<<<<

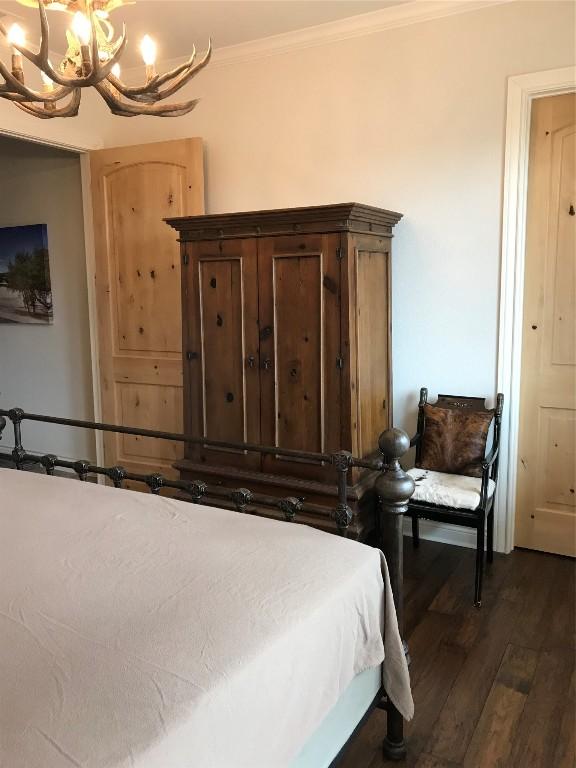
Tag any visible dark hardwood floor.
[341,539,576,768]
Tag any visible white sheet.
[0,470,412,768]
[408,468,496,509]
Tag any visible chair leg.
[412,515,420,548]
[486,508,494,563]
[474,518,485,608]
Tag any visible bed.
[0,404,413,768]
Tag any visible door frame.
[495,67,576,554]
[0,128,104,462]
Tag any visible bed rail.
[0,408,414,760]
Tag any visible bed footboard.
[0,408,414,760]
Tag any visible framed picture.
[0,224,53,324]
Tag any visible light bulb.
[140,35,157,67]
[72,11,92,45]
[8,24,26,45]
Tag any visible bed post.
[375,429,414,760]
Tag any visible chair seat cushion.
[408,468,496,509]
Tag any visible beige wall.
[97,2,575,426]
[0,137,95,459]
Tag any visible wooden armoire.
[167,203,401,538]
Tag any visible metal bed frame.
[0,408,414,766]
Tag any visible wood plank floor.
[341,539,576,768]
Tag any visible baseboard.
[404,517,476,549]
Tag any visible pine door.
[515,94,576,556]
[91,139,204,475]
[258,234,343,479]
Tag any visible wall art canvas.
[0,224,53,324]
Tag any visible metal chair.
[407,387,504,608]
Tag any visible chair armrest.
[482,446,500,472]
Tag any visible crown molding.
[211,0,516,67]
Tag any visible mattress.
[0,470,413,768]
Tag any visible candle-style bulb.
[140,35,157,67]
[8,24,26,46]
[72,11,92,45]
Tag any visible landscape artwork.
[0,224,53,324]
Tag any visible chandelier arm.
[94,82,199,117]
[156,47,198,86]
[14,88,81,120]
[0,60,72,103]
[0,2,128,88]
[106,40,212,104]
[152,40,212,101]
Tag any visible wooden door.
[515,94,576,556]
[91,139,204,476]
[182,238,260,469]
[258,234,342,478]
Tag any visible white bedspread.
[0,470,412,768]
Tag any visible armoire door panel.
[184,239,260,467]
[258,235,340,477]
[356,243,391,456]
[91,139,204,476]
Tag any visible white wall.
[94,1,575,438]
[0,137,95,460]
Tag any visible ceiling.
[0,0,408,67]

>>>>
<<<<

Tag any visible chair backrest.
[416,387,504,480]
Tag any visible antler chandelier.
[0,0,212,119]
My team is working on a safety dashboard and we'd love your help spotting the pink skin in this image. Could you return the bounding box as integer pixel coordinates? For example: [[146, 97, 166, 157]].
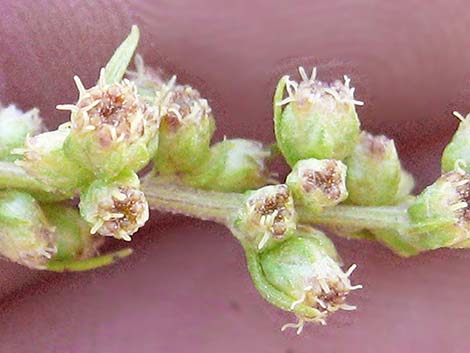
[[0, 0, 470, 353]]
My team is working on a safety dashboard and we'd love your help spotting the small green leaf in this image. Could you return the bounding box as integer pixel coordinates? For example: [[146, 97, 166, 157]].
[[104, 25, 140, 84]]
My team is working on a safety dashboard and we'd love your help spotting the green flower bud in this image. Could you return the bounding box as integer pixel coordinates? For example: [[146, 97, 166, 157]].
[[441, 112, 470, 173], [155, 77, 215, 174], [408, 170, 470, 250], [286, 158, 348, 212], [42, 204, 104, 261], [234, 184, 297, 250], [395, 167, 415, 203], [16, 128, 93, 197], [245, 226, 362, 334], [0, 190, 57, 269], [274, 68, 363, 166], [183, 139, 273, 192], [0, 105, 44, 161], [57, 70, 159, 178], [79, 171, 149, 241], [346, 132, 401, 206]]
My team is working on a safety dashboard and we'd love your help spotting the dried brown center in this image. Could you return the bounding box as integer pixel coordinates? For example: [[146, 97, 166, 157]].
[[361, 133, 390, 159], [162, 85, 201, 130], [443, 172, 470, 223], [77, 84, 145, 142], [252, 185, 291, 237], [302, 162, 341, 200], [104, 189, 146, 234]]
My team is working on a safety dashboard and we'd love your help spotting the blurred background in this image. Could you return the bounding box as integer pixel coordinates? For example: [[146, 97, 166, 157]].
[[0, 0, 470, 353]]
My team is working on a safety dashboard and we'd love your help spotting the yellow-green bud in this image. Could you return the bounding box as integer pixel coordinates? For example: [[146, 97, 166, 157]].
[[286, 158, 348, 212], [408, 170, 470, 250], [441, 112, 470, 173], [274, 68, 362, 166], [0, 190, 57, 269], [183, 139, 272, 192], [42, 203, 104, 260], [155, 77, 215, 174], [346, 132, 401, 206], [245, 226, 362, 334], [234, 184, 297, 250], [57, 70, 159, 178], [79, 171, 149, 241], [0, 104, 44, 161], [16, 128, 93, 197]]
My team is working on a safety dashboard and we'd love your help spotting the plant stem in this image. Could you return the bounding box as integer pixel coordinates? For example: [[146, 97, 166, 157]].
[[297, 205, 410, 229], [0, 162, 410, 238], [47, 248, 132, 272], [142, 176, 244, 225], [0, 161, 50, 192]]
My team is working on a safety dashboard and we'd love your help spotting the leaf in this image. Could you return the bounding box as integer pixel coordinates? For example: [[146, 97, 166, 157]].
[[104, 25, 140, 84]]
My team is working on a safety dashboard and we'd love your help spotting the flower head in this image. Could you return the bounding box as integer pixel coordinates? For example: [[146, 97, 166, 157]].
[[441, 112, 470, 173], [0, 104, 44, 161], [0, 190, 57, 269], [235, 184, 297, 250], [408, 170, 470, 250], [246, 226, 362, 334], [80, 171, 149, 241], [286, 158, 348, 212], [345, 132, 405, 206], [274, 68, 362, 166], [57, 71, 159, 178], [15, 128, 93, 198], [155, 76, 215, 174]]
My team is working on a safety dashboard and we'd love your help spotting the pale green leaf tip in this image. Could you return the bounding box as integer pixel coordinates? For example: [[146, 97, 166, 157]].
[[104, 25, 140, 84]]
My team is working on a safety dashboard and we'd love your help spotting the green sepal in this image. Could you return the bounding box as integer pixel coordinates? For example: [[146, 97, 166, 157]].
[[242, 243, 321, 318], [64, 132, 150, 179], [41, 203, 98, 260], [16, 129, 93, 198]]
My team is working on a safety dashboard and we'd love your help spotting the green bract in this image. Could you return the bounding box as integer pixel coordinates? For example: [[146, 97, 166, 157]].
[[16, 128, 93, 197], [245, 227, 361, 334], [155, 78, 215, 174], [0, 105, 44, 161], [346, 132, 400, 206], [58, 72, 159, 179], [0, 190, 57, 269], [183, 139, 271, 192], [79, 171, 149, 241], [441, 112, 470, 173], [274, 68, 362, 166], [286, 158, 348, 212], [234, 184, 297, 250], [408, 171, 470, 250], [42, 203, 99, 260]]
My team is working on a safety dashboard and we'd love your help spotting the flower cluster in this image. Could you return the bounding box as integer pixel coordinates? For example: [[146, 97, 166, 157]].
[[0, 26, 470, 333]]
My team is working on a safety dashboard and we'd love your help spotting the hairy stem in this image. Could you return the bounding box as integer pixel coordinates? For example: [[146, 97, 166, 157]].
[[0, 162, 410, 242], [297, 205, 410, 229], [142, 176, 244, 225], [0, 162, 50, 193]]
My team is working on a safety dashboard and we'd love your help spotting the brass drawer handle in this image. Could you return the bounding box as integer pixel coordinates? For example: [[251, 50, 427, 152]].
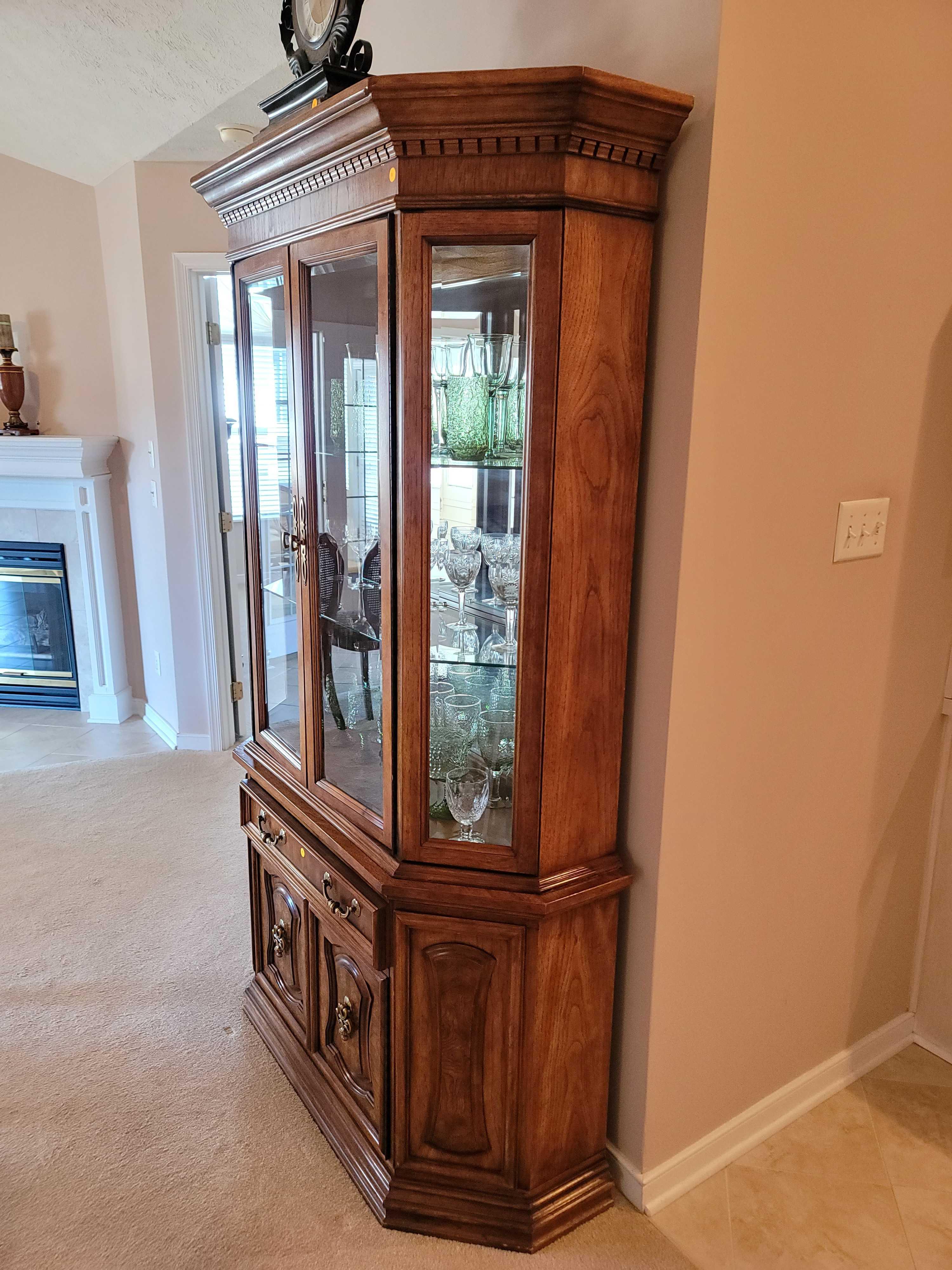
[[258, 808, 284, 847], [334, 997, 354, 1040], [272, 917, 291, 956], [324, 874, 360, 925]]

>>>>

Switch "armoire" to "wardrobe" in the entries between the lines holding "Tag any visible bed post." and "[0,0,408,67]", inclusive, and give back only those lines with nothing else changed.

Tag any visible bed post.
[375,429,414,760]
Tag any visible chair seat cushion.
[408,468,496,509]
Tag any visible beige wall.
[97,2,575,426]
[0,137,95,459]
Tag any visible wooden wardrobe.
[167,203,401,538]
Tag any visible metal bed frame.
[0,408,414,766]
Tag any visible wood plank floor.
[341,539,576,768]
Tag any visible baseboard.
[404,517,476,549]
Tag any visible pine door.
[515,94,576,556]
[91,139,204,475]
[258,234,343,479]
Tag any visible wall art canvas.
[0,224,53,324]
Tag any visible metal chair.
[407,387,504,608]
Tag any visible chair armrest.
[482,446,500,472]
Tag any visible crown molding.
[211,0,516,67]
Tag any visible mattress.
[0,470,413,768]
Tag any visible candle-style bulb.
[140,35,157,67]
[8,24,26,46]
[72,11,92,45]
Tag any visible landscape artwork.
[0,224,53,324]
Tag any visible chandelier arm.
[94,82,199,117]
[156,47,198,86]
[14,88,81,120]
[0,60,72,103]
[0,2,128,88]
[106,40,212,104]
[152,40,212,101]
Tag any visible wooden door.
[515,94,576,556]
[91,139,204,476]
[182,238,260,469]
[258,234,342,478]
Tag any visible white bedspread.
[0,470,412,768]
Tag any visible wardrobe door panel.
[184,239,260,467]
[258,235,340,477]
[356,243,391,456]
[91,139,204,476]
Tag any visible white wall.
[94,1,575,438]
[0,137,95,460]
Tag any visible ceiling.
[0,0,408,67]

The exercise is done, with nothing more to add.